OBJECTIVE:
What follows is a listing; restate every line of it word for word.

#####

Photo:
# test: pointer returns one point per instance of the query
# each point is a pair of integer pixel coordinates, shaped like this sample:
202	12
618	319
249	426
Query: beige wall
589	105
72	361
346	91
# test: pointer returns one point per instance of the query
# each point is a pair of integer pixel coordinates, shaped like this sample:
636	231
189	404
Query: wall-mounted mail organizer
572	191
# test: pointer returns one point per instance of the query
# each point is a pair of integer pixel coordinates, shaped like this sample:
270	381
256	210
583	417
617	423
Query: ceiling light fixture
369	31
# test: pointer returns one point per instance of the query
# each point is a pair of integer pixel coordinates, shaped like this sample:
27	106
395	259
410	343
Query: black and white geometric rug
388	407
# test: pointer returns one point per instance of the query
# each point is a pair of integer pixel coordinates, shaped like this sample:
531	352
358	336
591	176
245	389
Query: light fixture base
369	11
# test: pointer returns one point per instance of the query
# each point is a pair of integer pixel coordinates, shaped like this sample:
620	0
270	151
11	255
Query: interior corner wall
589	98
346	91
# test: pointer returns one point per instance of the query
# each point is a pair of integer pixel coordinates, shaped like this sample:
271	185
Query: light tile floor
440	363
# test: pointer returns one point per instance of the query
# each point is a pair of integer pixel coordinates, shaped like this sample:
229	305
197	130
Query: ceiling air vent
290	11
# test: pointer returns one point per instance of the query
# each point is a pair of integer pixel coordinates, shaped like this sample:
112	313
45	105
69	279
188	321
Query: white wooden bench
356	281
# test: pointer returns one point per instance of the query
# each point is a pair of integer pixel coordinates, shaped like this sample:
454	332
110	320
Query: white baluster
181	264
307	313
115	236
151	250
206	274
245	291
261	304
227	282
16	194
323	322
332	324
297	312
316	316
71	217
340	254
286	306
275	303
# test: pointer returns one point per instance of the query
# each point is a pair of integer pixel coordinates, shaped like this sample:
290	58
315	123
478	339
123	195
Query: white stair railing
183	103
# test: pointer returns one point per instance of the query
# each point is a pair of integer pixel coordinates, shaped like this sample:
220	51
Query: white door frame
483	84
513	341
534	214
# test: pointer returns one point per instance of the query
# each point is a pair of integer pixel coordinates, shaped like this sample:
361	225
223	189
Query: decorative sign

#####

COMPLETE OUTPUT:
Photo:
# test: pointer returns one point per instance of the query
# each point is a pair of integer pixel coordinates, shaped like this sample:
202	12
618	319
249	426
Query: beige wall
589	105
72	361
346	91
# test: pointer returns one point per instance of the query
# each point is a pair of integer pixel coordinates, shaped like this sample:
636	231
189	404
Query: wall-mounted mail organizer
572	191
# test: pointer returns one point per instance of the query
# each point is a pair of integer pixel coordinates, shaped like this sample:
270	381
256	210
583	417
617	423
Query: ceiling light fixture
369	31
# test: pointer returns one point per instance of the query
# each point is a pair of integer pixel coordinates, shaped like this sample:
27	106
395	259
410	343
Query: black and white geometric rug
388	407
# test: pointer returns one point per instance of the query
# each point is a pair of integer pixel coordinates, shaped like this sample:
531	352
358	336
591	176
245	389
Query: light fixture base
369	11
# test: pointer returns one point per instance of the query
# each point is a pair of integer pixel coordinates, shaped like this sample:
620	0
270	151
11	255
Query: interior corner wall
589	98
346	91
# test: pointer returns one point per instance of the query
# each point is a pair of integer pixel coordinates, shaped like this sample:
271	185
Query: light tile floor
440	363
# test: pointer returns one point per instance of the query
# each point is a pair of integer pixel coordinates, shaped like this sample:
229	305
197	130
Query: ceiling air vent
290	11
# test: pointer returns one point per instance of the query
# each point is a pair of integer pixel coordinates, shaped like this sample:
112	313
45	105
69	279
188	321
Query: white wooden bench
356	281
# test: pointer returns one point per instance of the query
# each point is a pair of integer pixel coordinates, shaped like this sample:
454	332
110	320
Query: white baluster
181	264
307	313
115	236
151	250
206	274
245	291
261	304
227	282
16	194
323	322
332	324
297	312
316	316
71	217
340	254
286	306
275	303
# test: pointer returns one point per instance of the query
# each point is a pair of integer pixel coordinates, shaped like this sample:
290	58
315	123
478	339
123	195
Query: white stair railing
183	103
# test: pointer returns one point per instance of the query
# each point is a pair of integer pixel coordinates, shaped like this sample:
220	51
Query: white door frame
483	84
513	341
534	214
# test: pointer returns one point per instance of the query
# each point is a pair of integer pixel coordinates, shaped like this sample:
361	225
223	189
Query: decorative sign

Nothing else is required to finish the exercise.